SHORT PROBLEM: Extract every line of the rows below that contains the string "fork", with case counting.

RECORDS TO PROCESS:
::::::
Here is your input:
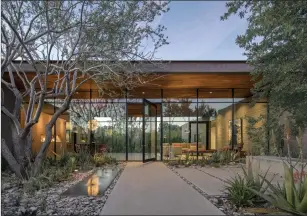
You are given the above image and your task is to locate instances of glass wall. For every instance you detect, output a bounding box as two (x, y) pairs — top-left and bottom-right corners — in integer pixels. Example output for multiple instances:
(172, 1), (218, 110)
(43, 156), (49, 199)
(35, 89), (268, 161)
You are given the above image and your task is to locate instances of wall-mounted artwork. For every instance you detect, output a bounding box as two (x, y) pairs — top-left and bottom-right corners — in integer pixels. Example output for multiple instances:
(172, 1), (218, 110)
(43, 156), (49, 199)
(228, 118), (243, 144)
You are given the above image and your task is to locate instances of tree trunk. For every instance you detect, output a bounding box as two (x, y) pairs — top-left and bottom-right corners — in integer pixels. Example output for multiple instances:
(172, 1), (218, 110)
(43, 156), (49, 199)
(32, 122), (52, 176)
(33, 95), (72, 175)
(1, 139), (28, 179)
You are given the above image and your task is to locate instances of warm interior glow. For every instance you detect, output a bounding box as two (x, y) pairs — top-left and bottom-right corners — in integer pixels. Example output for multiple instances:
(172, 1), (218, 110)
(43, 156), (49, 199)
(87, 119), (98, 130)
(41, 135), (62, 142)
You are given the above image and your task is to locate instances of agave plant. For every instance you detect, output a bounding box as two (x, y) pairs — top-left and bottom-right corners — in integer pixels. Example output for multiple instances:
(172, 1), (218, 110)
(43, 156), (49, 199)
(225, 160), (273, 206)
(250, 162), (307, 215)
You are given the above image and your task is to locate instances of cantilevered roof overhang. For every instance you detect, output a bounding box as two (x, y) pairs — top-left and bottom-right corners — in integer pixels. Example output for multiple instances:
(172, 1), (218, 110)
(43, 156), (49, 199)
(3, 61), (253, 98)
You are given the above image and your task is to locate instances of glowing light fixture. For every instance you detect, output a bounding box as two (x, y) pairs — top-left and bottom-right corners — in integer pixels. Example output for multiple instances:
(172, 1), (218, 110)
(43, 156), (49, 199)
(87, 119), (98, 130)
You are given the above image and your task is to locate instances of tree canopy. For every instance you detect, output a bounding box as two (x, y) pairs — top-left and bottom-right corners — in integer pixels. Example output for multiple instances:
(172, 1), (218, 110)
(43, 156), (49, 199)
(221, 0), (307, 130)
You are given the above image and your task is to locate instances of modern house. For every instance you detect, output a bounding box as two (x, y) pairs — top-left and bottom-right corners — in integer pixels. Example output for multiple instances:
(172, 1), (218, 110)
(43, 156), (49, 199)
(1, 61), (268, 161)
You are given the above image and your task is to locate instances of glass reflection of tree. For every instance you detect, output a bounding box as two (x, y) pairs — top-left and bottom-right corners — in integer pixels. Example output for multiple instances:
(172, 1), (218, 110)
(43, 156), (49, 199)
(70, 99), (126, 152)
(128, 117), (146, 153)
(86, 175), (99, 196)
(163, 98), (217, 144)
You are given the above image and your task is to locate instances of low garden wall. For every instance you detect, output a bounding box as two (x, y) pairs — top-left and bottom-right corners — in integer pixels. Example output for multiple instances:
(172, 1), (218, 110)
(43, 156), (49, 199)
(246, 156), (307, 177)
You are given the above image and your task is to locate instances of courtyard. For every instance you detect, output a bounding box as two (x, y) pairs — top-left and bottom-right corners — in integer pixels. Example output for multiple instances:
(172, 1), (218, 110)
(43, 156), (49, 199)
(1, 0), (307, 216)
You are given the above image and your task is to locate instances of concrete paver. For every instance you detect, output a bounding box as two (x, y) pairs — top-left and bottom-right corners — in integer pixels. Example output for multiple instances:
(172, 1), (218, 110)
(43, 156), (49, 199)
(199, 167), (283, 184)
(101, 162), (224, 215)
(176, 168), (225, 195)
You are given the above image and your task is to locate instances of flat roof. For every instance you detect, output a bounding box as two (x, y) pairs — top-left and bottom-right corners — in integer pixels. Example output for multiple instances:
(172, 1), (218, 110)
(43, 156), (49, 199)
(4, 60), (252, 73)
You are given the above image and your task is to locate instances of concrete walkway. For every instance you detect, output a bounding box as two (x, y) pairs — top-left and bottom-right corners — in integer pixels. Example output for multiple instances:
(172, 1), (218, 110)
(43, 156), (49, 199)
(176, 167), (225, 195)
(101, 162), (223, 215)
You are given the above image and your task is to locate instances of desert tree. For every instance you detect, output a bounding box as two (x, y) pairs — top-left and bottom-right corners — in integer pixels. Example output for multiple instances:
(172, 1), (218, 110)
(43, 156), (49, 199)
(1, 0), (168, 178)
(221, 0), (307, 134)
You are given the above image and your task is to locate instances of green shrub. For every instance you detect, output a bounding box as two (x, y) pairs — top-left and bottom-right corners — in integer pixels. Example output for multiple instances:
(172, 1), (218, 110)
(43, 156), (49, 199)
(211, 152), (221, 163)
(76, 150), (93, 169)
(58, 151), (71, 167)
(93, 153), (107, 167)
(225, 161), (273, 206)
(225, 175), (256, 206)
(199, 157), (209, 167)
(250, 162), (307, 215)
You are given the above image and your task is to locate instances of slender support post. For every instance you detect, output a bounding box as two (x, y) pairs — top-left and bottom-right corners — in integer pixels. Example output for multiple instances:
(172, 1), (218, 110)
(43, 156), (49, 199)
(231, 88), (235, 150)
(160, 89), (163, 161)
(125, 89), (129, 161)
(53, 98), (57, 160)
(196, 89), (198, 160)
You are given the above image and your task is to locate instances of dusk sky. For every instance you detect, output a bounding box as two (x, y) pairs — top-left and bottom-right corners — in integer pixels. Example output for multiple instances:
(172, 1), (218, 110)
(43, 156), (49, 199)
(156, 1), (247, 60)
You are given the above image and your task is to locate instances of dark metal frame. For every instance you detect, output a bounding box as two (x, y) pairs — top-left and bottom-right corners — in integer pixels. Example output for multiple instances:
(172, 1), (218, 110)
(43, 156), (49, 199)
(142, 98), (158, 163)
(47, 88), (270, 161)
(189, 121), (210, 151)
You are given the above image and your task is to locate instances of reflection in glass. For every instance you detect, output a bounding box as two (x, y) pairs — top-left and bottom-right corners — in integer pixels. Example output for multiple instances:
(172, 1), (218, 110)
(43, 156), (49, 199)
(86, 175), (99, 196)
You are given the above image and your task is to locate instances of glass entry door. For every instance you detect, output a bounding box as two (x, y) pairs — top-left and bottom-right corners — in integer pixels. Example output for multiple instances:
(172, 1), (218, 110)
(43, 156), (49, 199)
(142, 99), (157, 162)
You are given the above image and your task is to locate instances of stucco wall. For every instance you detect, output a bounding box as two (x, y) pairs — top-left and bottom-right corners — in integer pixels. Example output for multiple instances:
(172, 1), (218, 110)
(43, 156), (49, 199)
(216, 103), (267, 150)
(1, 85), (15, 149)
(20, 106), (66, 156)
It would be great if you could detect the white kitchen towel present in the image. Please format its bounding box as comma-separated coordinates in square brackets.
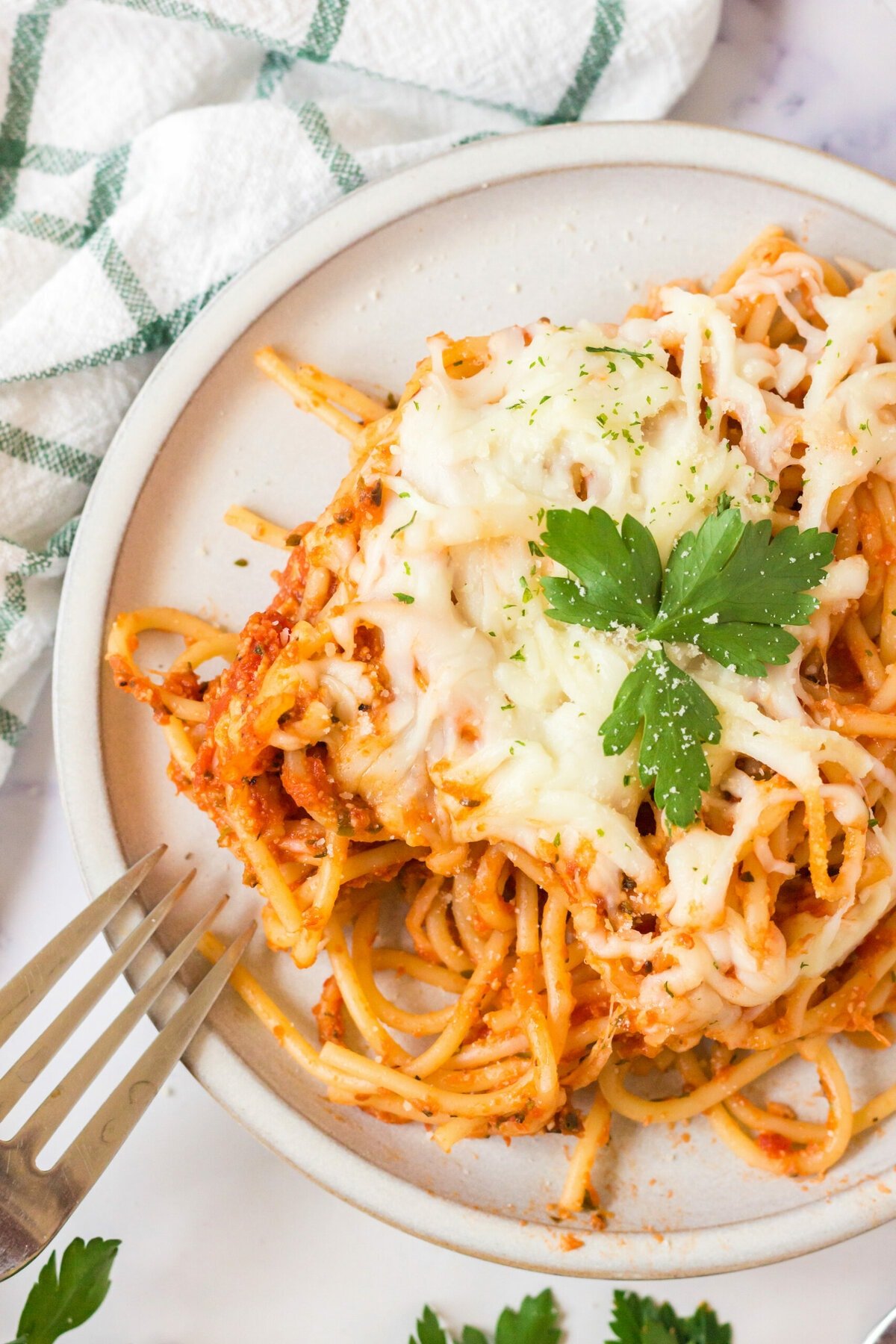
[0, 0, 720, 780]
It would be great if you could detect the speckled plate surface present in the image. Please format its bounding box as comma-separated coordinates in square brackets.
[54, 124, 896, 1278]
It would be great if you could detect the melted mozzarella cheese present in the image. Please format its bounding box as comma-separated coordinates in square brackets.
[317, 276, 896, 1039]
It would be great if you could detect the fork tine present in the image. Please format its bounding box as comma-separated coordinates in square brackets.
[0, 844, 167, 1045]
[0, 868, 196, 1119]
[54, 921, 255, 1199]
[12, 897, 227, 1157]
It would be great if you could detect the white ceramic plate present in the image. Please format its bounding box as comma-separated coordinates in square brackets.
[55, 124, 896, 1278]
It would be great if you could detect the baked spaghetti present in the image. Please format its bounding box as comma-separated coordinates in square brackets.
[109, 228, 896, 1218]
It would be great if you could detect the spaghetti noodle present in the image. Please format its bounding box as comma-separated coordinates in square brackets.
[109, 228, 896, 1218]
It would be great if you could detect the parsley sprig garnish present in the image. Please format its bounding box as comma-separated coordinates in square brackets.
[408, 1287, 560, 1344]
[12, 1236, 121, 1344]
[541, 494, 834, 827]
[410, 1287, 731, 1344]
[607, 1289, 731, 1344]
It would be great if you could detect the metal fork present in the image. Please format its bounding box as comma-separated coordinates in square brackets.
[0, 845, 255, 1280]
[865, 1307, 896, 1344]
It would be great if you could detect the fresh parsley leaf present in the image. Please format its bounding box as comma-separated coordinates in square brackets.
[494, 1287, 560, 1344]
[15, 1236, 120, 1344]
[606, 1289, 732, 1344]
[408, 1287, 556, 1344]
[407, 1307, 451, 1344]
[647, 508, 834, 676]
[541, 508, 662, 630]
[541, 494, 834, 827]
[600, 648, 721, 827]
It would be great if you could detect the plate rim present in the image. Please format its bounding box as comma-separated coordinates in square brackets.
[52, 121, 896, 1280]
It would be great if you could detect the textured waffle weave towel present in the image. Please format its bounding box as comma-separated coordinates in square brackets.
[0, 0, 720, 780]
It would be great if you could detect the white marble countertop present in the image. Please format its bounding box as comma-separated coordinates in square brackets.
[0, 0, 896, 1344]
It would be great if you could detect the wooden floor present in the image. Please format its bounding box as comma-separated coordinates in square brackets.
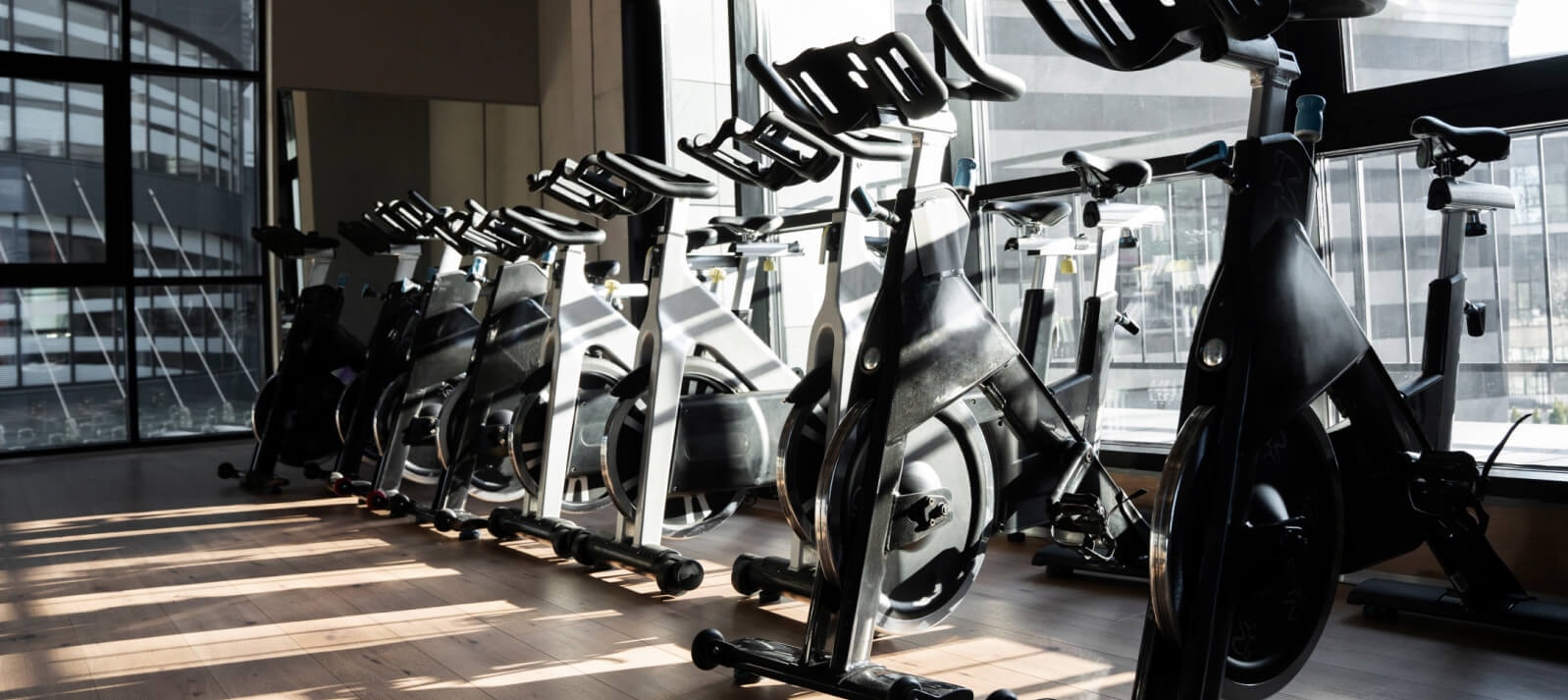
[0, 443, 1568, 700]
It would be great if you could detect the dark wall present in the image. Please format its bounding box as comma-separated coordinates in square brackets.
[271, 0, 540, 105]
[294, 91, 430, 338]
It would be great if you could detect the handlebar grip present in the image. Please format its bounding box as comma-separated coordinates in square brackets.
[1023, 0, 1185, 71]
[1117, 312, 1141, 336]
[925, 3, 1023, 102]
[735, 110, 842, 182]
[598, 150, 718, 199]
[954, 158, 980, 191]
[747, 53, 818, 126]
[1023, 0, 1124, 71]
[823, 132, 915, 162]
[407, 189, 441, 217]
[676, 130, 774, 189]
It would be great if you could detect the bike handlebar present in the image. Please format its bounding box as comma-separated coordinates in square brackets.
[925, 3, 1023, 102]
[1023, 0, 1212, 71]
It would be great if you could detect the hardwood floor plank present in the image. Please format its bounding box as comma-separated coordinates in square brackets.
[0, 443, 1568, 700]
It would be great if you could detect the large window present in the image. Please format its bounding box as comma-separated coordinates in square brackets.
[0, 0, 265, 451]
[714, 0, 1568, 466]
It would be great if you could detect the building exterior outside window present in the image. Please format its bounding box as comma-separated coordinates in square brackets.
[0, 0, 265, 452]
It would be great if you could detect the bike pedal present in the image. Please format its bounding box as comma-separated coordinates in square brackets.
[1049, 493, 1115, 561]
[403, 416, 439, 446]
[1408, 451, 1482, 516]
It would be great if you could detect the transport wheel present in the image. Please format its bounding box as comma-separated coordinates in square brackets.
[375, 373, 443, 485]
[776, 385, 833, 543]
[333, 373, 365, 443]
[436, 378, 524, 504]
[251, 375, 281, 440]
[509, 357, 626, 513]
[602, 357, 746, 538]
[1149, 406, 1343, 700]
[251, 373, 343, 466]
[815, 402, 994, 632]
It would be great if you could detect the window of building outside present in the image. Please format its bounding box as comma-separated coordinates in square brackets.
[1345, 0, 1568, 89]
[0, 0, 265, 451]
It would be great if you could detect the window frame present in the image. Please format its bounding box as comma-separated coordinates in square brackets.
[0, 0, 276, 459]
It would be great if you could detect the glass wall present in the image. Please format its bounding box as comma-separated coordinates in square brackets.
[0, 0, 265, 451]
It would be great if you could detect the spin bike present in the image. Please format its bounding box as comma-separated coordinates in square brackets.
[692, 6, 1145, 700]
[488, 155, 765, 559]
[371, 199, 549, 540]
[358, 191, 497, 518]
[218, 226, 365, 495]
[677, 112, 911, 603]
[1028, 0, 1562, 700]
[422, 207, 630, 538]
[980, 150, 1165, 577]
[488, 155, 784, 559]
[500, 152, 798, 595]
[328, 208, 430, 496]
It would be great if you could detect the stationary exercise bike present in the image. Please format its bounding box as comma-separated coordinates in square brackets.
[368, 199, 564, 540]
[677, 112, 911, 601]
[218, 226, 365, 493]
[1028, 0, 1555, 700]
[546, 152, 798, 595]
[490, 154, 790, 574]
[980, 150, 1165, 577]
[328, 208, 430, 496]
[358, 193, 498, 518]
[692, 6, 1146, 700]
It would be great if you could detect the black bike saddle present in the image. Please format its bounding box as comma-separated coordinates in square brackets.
::::::
COMPLETE ANSWER:
It would be great if you could detect the fork tine present in the image. Please format its bounding box as comma-separated coordinates in square brackets.
It would be great if you could detect the metal fork present in the image. Please format its bounding box as comma-separated coordinates in square brackets.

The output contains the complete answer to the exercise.